TO DO:
Take the entries below and print, exactly, the stretch from the line containing "Target: dog's black nose" through the line containing "Exercise. Point to the pink", both included.
*** Begin section ***
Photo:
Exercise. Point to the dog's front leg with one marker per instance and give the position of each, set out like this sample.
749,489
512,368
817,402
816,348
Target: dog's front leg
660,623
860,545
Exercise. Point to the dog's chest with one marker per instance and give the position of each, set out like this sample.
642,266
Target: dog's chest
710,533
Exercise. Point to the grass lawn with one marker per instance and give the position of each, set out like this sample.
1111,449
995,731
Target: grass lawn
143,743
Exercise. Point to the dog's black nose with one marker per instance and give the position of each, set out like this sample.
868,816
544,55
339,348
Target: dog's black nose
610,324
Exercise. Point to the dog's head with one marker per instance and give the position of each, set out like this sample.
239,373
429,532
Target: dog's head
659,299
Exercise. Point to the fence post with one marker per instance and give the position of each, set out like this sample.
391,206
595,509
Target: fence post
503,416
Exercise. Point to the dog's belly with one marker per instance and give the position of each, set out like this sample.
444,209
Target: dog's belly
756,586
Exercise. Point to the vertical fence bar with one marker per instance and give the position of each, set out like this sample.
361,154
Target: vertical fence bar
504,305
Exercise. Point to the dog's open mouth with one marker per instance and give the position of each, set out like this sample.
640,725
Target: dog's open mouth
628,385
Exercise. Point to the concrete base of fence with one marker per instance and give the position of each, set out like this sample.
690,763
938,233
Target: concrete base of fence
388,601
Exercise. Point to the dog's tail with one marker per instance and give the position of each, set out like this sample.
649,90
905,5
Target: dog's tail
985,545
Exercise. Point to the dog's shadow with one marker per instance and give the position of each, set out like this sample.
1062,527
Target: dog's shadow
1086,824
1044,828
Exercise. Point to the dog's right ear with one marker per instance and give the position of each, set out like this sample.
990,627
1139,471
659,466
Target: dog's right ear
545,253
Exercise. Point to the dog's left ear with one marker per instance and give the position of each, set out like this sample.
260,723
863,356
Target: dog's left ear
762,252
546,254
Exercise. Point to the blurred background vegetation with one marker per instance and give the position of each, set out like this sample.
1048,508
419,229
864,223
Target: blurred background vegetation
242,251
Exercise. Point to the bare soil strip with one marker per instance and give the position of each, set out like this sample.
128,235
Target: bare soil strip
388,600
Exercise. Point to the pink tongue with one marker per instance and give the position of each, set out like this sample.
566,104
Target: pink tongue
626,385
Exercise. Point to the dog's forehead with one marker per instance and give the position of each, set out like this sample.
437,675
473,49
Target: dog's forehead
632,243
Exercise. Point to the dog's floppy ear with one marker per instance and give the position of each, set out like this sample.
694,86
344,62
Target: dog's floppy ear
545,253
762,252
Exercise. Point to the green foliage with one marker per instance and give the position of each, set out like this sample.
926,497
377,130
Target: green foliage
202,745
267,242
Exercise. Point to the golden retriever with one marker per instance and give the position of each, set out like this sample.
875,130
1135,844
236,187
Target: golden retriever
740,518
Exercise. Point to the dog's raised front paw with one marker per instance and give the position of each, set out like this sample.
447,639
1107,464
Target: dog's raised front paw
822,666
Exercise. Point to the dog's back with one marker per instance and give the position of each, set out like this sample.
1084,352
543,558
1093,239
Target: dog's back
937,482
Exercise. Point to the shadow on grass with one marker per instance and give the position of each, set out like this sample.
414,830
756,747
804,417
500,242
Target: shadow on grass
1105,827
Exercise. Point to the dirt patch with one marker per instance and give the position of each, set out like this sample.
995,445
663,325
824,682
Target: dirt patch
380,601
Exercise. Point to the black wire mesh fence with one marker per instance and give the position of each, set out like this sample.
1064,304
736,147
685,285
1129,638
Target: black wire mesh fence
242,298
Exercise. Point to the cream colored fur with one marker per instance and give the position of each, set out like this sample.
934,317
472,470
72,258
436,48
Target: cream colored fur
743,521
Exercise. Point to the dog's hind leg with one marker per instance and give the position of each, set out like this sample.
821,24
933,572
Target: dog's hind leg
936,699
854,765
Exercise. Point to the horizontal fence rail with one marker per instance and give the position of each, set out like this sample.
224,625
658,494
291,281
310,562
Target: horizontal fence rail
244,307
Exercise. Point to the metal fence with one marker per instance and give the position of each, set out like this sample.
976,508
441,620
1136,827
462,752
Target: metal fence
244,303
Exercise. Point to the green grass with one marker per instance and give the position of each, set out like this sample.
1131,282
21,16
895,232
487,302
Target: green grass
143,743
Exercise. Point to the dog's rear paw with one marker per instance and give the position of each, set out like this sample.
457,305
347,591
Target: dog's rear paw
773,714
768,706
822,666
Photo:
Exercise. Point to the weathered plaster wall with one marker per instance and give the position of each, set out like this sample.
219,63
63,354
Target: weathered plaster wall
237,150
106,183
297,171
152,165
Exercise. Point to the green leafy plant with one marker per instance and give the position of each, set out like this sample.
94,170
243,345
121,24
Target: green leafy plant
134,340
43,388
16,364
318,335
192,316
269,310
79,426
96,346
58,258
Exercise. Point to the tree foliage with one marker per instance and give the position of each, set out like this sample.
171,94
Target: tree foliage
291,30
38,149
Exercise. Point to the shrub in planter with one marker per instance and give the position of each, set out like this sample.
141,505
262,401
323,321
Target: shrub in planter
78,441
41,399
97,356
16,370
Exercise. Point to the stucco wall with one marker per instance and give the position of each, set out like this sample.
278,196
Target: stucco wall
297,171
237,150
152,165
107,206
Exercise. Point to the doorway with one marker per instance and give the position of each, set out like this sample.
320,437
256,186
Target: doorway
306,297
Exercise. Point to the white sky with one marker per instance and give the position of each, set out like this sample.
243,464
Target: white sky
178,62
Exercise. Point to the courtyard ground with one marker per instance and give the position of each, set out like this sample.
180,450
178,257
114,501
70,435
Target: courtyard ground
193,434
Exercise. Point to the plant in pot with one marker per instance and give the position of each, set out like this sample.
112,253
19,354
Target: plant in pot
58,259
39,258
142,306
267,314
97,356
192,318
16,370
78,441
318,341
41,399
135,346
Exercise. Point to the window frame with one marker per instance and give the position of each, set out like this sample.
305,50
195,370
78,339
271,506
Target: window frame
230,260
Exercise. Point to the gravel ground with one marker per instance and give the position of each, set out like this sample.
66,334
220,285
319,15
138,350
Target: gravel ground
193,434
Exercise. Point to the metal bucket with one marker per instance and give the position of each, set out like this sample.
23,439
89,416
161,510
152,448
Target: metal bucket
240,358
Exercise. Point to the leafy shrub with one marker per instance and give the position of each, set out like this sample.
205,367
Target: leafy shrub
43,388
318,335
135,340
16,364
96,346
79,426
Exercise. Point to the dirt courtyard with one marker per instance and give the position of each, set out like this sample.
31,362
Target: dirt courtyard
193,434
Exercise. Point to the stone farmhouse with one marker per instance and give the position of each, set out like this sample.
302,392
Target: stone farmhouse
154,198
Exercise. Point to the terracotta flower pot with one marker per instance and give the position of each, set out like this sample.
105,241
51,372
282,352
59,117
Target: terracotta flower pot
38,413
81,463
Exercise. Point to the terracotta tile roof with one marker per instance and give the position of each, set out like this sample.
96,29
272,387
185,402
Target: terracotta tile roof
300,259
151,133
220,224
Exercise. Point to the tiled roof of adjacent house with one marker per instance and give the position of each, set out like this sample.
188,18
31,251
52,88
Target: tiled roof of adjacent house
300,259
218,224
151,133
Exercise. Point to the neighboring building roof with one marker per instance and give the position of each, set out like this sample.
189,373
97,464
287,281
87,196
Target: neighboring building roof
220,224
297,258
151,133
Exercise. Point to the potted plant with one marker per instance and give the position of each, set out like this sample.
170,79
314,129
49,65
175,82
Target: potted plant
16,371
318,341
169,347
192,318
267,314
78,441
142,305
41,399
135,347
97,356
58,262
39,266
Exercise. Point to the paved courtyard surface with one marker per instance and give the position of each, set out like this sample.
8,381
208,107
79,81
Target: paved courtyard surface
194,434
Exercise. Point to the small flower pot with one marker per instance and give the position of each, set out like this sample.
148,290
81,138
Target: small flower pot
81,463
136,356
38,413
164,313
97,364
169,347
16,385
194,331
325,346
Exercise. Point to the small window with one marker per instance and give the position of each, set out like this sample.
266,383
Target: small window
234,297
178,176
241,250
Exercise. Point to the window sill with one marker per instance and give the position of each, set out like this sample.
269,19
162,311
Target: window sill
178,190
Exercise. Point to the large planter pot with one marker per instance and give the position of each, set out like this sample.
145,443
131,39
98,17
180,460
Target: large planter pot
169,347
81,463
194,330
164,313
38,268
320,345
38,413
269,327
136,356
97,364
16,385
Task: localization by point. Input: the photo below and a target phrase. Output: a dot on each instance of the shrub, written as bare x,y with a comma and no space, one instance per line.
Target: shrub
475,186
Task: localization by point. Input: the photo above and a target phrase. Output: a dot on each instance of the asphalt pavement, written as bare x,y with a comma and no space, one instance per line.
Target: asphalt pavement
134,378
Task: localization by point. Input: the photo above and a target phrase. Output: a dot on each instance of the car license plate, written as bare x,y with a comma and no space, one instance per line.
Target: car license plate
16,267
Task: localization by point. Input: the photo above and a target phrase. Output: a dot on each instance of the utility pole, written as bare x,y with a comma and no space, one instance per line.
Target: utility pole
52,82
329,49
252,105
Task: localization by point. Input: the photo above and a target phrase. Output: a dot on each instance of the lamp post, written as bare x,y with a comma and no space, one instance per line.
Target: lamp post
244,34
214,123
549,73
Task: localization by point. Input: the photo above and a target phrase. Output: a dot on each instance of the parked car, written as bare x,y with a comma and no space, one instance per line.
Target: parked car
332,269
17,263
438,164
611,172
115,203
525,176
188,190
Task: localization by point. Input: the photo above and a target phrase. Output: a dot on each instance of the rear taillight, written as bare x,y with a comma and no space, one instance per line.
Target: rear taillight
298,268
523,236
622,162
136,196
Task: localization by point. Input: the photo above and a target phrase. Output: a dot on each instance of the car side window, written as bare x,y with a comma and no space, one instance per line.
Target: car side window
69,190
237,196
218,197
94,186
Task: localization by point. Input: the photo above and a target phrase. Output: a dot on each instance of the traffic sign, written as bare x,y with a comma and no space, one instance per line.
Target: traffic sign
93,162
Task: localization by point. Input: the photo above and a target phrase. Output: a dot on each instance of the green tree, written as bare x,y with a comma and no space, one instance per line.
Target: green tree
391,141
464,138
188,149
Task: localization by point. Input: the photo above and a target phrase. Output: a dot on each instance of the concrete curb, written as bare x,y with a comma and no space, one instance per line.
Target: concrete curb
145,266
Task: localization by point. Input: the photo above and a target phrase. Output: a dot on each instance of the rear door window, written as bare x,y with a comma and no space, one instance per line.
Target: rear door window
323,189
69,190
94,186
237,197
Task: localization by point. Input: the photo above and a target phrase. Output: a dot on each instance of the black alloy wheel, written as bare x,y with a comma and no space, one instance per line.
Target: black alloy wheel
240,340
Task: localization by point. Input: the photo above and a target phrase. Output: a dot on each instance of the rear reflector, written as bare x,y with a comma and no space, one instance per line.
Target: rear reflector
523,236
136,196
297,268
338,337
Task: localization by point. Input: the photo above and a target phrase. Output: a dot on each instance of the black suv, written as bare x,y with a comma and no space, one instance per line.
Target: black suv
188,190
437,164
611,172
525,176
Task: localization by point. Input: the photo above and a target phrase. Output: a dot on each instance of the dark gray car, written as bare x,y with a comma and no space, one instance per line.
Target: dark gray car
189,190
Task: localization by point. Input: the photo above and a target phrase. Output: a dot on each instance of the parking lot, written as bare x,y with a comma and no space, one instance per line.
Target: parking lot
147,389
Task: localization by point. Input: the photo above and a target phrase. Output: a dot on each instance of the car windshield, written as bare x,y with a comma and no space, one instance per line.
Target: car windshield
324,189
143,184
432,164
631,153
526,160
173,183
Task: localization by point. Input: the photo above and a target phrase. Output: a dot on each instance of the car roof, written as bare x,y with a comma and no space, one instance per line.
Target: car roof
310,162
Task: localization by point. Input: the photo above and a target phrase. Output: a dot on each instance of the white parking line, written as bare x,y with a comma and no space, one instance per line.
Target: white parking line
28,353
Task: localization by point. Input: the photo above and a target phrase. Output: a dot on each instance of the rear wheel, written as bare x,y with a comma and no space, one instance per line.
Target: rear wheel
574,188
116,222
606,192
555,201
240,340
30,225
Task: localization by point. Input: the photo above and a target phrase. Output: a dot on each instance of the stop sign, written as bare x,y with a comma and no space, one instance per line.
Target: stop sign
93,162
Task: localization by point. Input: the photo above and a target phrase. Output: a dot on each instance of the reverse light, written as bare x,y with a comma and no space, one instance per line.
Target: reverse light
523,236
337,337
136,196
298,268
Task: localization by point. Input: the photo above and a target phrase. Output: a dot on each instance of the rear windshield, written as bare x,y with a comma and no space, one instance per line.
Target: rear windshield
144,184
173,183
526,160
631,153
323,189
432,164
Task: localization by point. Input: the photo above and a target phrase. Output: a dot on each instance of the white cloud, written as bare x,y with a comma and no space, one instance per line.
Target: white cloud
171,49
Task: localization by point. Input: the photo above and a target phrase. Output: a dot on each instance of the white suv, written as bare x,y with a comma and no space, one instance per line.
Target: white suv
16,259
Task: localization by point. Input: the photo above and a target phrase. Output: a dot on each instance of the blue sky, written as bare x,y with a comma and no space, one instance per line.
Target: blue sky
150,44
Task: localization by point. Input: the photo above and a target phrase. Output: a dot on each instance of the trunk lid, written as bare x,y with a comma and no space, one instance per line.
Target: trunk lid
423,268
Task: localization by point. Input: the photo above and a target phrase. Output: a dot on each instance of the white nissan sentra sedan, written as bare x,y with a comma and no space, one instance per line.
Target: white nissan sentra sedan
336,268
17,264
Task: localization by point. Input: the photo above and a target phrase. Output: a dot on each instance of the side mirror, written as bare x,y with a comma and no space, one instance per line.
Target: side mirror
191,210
*** End section ***
RESPONSE:
Target: dog's black nose
610,324
Exercise. Point to the dog's head with one marker per instance and give the position of each, set out like this sample.
239,373
429,532
Target: dog's head
659,299
Exercise. Point to the fence post with one marker per instance and give the position of each, set out like this sample.
391,206
595,509
Target: fence post
503,416
Exercise. Point to the dog's belly with one marker per instance and give the position of each, set out like this sample.
444,209
Target: dog's belly
756,586
Exercise. Point to the vertical fence bar with one marker per instance and give the position of each, set out like this sample.
361,154
Target: vertical fence bar
504,305
Exercise. Point to the dog's open mouth with one marker per instance and give the position of each, set out like this sample.
640,725
Target: dog's open mouth
628,385
Exercise. Point to the concrete base of fence with one marker per instance and give the position of each, set out like this sample.
690,763
938,233
Target: concrete base of fence
388,601
Exercise. Point to the dog's tail with one marker per instance and give the position of each, set out like this sample.
649,90
905,5
Target: dog's tail
985,545
Exercise. Point to the dog's shadow with one marker per instance and give the position of each, set out like this sample.
1062,527
Target: dog's shadow
1086,824
1044,828
Exercise. Point to the dog's right ear with one marker per instance and give the position of each, set out like this sample.
990,627
1139,471
659,466
Target: dog's right ear
545,253
Exercise. Point to the dog's left ear with one marker per instance and give the position of each, set out like this sample.
260,723
863,356
Target: dog's left ear
762,252
546,254
Exercise. Point to the blurred background vegetation with one marker per instance and give the position of each, set out like this sample.
1048,508
419,229
864,223
Target: blurred background vegetation
242,251
Exercise. Point to the bare soil strip with one marker per instance and give the position of each, set out like this sample.
128,235
Target: bare soil strip
388,600
Exercise. Point to the pink tongue with one marker per instance and give the position of each, set out like this sample.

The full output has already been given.